Written task »
Can you put these records into a two-column CSV with the headers "request" and "boxes", one row per request, each field quoted and any line breaks replaced by spaces? Leave out the pictures.
* start Records for this task *
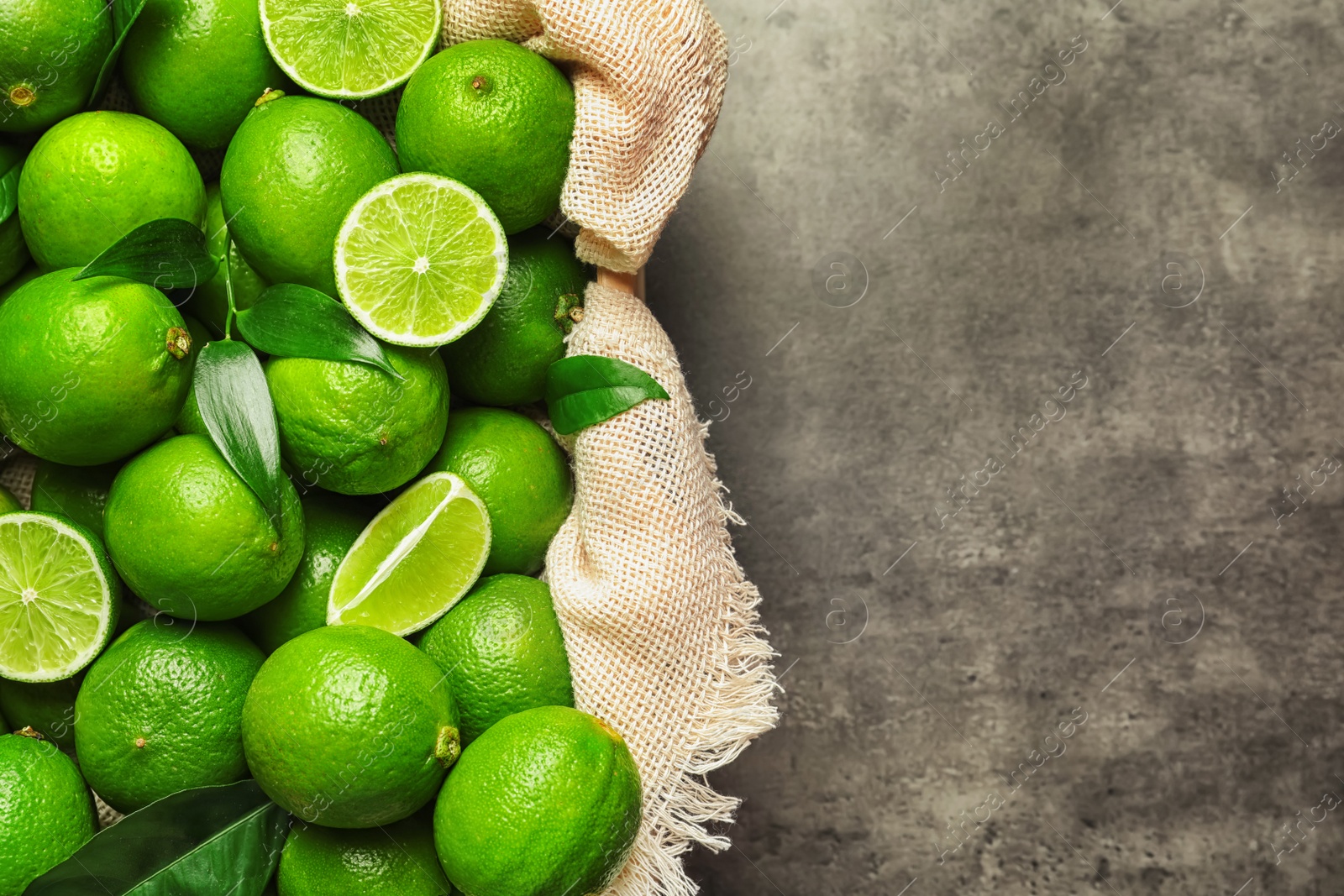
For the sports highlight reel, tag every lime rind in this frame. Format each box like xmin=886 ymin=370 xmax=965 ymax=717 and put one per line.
xmin=327 ymin=473 xmax=491 ymax=636
xmin=333 ymin=172 xmax=508 ymax=348
xmin=0 ymin=511 xmax=121 ymax=681
xmin=260 ymin=0 xmax=444 ymax=99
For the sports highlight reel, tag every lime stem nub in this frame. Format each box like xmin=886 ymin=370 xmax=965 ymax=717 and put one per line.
xmin=168 ymin=327 xmax=191 ymax=361
xmin=434 ymin=726 xmax=462 ymax=768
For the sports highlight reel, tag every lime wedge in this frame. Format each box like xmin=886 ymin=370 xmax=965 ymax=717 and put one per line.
xmin=336 ymin=173 xmax=508 ymax=347
xmin=327 ymin=473 xmax=491 ymax=636
xmin=260 ymin=0 xmax=442 ymax=99
xmin=0 ymin=511 xmax=121 ymax=681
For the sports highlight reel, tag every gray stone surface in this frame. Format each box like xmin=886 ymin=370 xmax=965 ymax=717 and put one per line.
xmin=649 ymin=0 xmax=1344 ymax=896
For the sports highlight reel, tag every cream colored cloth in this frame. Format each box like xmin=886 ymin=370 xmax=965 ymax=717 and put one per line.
xmin=444 ymin=0 xmax=728 ymax=273
xmin=546 ymin=284 xmax=775 ymax=896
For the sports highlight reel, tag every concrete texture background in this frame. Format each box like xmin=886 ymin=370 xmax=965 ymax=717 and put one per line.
xmin=649 ymin=0 xmax=1344 ymax=896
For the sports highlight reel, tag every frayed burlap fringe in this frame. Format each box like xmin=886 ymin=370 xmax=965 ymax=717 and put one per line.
xmin=444 ymin=0 xmax=728 ymax=273
xmin=546 ymin=284 xmax=777 ymax=896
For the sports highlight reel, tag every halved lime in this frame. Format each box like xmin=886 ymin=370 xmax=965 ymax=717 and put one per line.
xmin=327 ymin=473 xmax=491 ymax=636
xmin=0 ymin=511 xmax=121 ymax=681
xmin=336 ymin=173 xmax=508 ymax=347
xmin=260 ymin=0 xmax=444 ymax=99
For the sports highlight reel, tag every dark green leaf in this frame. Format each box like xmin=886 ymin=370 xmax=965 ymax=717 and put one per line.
xmin=546 ymin=354 xmax=668 ymax=435
xmin=85 ymin=0 xmax=148 ymax=109
xmin=76 ymin=217 xmax=219 ymax=291
xmin=24 ymin=780 xmax=289 ymax=896
xmin=238 ymin=284 xmax=405 ymax=379
xmin=192 ymin=340 xmax=284 ymax=521
xmin=0 ymin=145 xmax=29 ymax=224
* end Records for this task *
Task solution »
request,boxes
"For the sports highlight reel, tag every lime rind in this frame. Format each box like xmin=886 ymin=370 xmax=965 ymax=717 and put one per line.","xmin=327 ymin=473 xmax=491 ymax=636 xmin=333 ymin=172 xmax=508 ymax=348 xmin=0 ymin=511 xmax=121 ymax=681 xmin=260 ymin=0 xmax=444 ymax=99"
"For the sports highlight reel, tag every lime stem nub in this frame. Format each box like xmin=886 ymin=370 xmax=965 ymax=717 and put one per line.","xmin=168 ymin=327 xmax=191 ymax=361 xmin=434 ymin=726 xmax=462 ymax=768"
"For the sports highlight reel, tag every lime wedge in this frame. Format each box like xmin=886 ymin=370 xmax=965 ymax=717 and put one per line.","xmin=336 ymin=173 xmax=508 ymax=347 xmin=327 ymin=473 xmax=491 ymax=636 xmin=260 ymin=0 xmax=442 ymax=99 xmin=0 ymin=511 xmax=121 ymax=681"
"For the sports highlight reel, tag every gray stone surface in this frame. Format each box like xmin=886 ymin=370 xmax=965 ymax=717 and put one per line.","xmin=649 ymin=0 xmax=1344 ymax=896"
"For the sports highlight reel, tag every cream colored cloth in this frame. Format each box like xmin=886 ymin=370 xmax=965 ymax=717 and put one per line.","xmin=444 ymin=0 xmax=728 ymax=273 xmin=546 ymin=284 xmax=775 ymax=896"
"For the sports highlight reel, tag every concrete texture background in this frame. Format each box like xmin=886 ymin=370 xmax=965 ymax=717 and put one per line.","xmin=649 ymin=0 xmax=1344 ymax=896"
"For the sports highlight reel, tag every frayed burlap fringe in this frame. Format each box like xmin=886 ymin=370 xmax=965 ymax=717 and put one per line.","xmin=444 ymin=0 xmax=728 ymax=273 xmin=546 ymin=284 xmax=777 ymax=896"
"For the sports highlight reel, tag every halved lime in this frame. Format each box like xmin=886 ymin=370 xmax=965 ymax=717 and put one per line.","xmin=327 ymin=473 xmax=491 ymax=636 xmin=0 ymin=511 xmax=121 ymax=681 xmin=336 ymin=173 xmax=508 ymax=347 xmin=260 ymin=0 xmax=444 ymax=99"
"For the sports highlight reel, tag every dark green leaf in this frame. Format each box like xmin=886 ymin=370 xmax=965 ymax=717 and put one per line.","xmin=546 ymin=354 xmax=668 ymax=435 xmin=85 ymin=0 xmax=148 ymax=109 xmin=76 ymin=217 xmax=219 ymax=291 xmin=24 ymin=780 xmax=289 ymax=896 xmin=238 ymin=284 xmax=405 ymax=379 xmin=192 ymin=340 xmax=284 ymax=521 xmin=0 ymin=145 xmax=29 ymax=224"